Text:

The flimsy tent was erected off to the side of the piazza.  “Revival” was scrawled on a poster board, placed to face the main passeggiata flow.  Inside, only a handful of people were scattered among the neat rows of folding chairs, but outside grouped a crowd of curiosity seekers, gazing in to see what was happening in the nylon inner sanctum, not willing to enter, yet wanting to know what was going on.  They jockeyed for clear-sight positions and bobbed their heads to and fro, alternating their gazes from the workers unfurling sound equipment to their cronies, while commenting and asking for insight about the possible goings-on within.  I must say that they resembled, perhaps somewhat ironically, a flock of bleating sheep.

Their confusion and amusement were understandable; after all, it isn’t every day that a Bible Belt-style tent revival rolls into Matera, deep in the south of Italy.  And just when they thought they had things figured out, the microphone crackled to life and a voice, unmistakably trained, even in Italian, to share the news of brimstone and hell-fire began to do just that.  As the talking and questioning from without began to rise in crescendo, so did the voice from within to compensate.  All through the piazza echoed an old-fashioned preaching-to, with words ebbing and flowing that were mostly incomprehensible to me, except for the repeated refrain of the Italian equivalent of “The end is nigh.”

I couldn’t help thinking, don’t I know it.  Not the end of the world but the end of our Italian adventure, which at first seemed something like the same thing.  I was not (and still am not) ready to go.  But la crisi economica that has plagued our homeland has hit home here, as well.  The savings statement was weighed on the balance and found lacking.  There was nothing to do but face it head on- after a few months of deep denial, of course.

Unfortunate timing for being involved in tourism and property management, and it seems editors aren’t buying many articles these days, either.  I spent an inordinate amount of time writing my CV in Italian, which received compliments from my gracious proofreaders but niente from the recipient organizations.  That’s when reality reared its hideous head, telling me quite convincingly that no income means no rent money means nowhere to live.  At least not for very long.  Hellfire and brimstone reality, indeed.

Plans were unwillingly and sketchily made to return to the US.  Where we will eventually end up and for how long is still undetermined, as we fully plan to brighten the bank account and hot-tail it back across the pond as soon as possible. 

Our countdown to Re-entry began with our departure from the Cilento Coast.  Our friend needed his villa back.  Relations were coming for a visit and we had promised to show them around.  T minus two months.  We kicked off the first leg of our Farewell Tour to make the most of the remaining time in the Old Country before heading back to the New World.

(Items listed in a dataset)
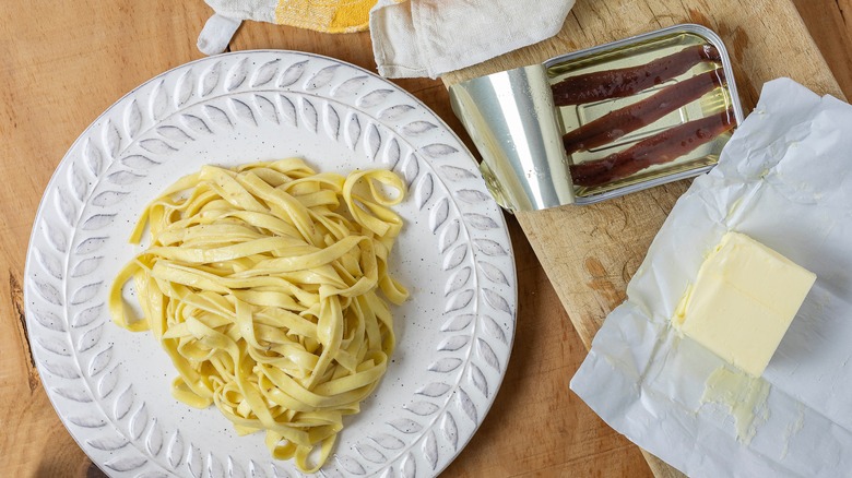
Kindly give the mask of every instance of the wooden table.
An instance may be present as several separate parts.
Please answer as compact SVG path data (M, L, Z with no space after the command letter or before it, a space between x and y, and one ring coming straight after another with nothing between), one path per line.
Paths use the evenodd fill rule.
M580 2L591 0L579 0ZM852 97L852 0L796 0L842 89ZM201 0L0 2L0 456L8 476L100 476L60 423L29 356L21 294L38 201L73 140L143 81L201 57ZM232 50L313 51L375 69L367 34L322 35L245 24ZM443 85L398 82L457 132ZM469 143L470 144L470 143ZM638 449L603 423L568 380L585 356L518 223L509 217L520 306L512 359L483 427L445 476L650 476Z

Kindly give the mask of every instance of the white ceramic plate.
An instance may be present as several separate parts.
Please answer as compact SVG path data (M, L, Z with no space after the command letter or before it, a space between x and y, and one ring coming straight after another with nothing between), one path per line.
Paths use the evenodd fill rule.
M393 259L411 300L393 361L345 421L327 476L437 475L485 418L514 335L514 262L475 163L410 94L338 60L286 51L199 60L140 86L74 143L45 192L25 273L33 356L47 394L113 476L300 476L262 433L175 401L147 334L110 322L109 285L138 248L143 205L203 164L304 157L321 170L383 167L410 184Z

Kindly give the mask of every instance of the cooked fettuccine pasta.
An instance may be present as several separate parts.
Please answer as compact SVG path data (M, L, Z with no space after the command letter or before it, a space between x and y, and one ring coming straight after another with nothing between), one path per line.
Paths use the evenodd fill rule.
M151 246L116 278L113 319L159 340L177 399L215 405L240 434L265 431L275 458L315 471L393 351L377 292L407 298L388 275L403 194L387 170L204 166L143 213L131 242L150 225ZM131 278L142 318L122 298Z

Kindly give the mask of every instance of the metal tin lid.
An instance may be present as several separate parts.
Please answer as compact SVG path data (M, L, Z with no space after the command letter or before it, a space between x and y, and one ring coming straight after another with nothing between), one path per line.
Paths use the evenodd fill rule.
M677 58L693 61L687 55L688 48L695 49L702 44L709 48L708 51L713 52L712 58L698 58L695 64L686 63L681 70L671 68ZM559 84L575 82L569 86L578 89L584 87L583 82L590 79L622 81L624 77L632 77L630 74L643 67L655 71L642 74L655 74L659 77L652 77L652 83L647 79L637 82L634 85L636 92L617 96L617 93L613 93L613 85L601 84L600 87L592 87L599 94L596 97L591 95L588 101L568 100L567 106L557 105L566 101L561 94L558 100L554 99L554 88ZM607 73L613 74L607 76ZM701 85L703 89L690 91L686 95L687 104L672 105L673 96L684 96L683 91L695 89L694 85L702 81L698 77L702 73L708 76ZM715 77L711 79L713 75ZM710 84L710 80L715 83ZM715 86L720 86L720 89L711 95L709 91ZM600 94L600 91L604 93ZM603 99L601 95L604 95ZM702 100L698 101L697 98ZM588 204L697 176L715 164L722 146L730 138L730 130L743 120L724 45L718 35L700 25L663 28L559 56L544 64L481 76L452 85L450 101L483 156L481 169L492 194L509 211ZM653 111L649 123L641 123L631 117L635 111L647 113L649 110ZM705 134L707 124L712 123L713 115L718 116L720 111L721 121L729 121L730 124L717 128L717 131L723 133L720 138L708 139ZM618 140L603 145L599 141L595 148L589 147L587 151L566 150L571 150L568 133L583 128L601 130L602 124L608 124L604 128L612 128L613 131L607 134L596 133L599 140L601 136ZM696 128L697 138L686 138L684 134L693 133L693 128ZM672 138L666 138L666 134ZM660 147L663 140L681 144L695 141L701 144L701 148L689 150L690 155L674 156L685 147L674 145L671 151L663 151ZM654 147L649 147L651 144ZM650 166L642 167L640 171L635 170L639 165L613 168L613 162L624 162L634 152L643 155L642 164ZM648 158L654 154L658 157ZM600 169L604 167L601 163L606 163L604 166L610 170L631 172L612 180L606 177L605 183L599 180L599 184L591 187L582 183L584 179L581 176L577 181L571 180L572 169L576 174L588 171L590 166ZM580 167L582 164L585 166Z

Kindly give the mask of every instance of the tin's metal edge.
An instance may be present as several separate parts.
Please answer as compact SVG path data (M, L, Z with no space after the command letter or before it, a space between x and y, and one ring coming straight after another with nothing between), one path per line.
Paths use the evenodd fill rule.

Work to complete:
[A] Write out the passage of the revival text starting with "I couldn’t help" and going on through "denial, of course.".
[B] From the entries, repeat word for word the lines starting with the line with "Kindly give the mask of every instance of the cooked" and going on through the line with "M151 246L116 278L113", both included.

Answers to each task:
[A]
I couldn’t help thinking, don’t I know it.  Not the end of the world but the end of our Italian adventure, which at first seemed something like the same thing.  I was not (and still am not) ready to go.  But la crisi economica that has plagued our homeland has hit home here, as well.  The savings statement was weighed on the balance and found lacking.  There was nothing to do but face it head on- after a few months of deep denial, of course.

[B]
Kindly give the mask of every instance of the cooked fettuccine pasta.
An instance may be present as several separate parts.
Please answer as compact SVG path data (M, L, Z with no space after the command letter or before it, a space between x and y, and one ring coming straight after another with nothing between), one path per line.
Paths use the evenodd fill rule.
M151 246L116 278L113 319L159 340L177 399L215 405L240 434L265 431L275 458L315 471L393 351L377 292L407 298L388 275L403 194L387 170L204 166L143 213L131 242L150 225ZM131 278L142 318L122 298Z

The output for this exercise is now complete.